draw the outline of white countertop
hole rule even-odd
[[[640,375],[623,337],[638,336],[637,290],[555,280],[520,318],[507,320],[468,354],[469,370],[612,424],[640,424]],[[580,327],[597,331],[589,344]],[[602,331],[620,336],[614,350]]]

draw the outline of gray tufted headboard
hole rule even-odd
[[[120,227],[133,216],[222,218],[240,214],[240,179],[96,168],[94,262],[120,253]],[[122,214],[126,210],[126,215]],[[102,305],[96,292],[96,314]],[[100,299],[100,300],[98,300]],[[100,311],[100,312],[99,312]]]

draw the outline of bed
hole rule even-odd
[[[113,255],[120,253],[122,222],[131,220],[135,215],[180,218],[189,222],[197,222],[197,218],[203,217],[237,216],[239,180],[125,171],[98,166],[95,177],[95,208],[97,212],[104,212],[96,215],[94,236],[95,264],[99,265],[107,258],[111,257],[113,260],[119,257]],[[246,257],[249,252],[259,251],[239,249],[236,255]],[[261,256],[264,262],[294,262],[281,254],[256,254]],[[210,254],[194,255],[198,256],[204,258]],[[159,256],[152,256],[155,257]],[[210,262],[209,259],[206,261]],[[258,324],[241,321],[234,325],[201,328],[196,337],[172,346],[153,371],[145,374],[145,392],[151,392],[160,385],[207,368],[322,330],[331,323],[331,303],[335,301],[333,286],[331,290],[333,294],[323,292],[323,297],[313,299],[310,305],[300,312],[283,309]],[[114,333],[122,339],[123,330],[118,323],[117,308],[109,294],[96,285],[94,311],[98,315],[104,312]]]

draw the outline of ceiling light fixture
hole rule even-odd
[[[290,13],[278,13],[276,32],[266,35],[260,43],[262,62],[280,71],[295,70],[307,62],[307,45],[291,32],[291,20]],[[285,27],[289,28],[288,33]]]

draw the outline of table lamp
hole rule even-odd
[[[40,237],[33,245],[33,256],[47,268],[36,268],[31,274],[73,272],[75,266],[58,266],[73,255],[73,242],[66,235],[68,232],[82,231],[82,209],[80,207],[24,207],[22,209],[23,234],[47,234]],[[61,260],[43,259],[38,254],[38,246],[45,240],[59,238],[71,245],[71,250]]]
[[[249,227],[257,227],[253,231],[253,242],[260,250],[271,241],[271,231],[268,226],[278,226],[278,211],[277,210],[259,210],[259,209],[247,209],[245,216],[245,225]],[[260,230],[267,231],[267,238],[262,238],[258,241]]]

----------------------------------------

Report, from the entries above, each line where "outline" is found.

draw the outline of white countertop
draw the outline of gray tufted headboard
draw the outline of bed
draw the outline of ceiling light fixture
draw the outline of table lamp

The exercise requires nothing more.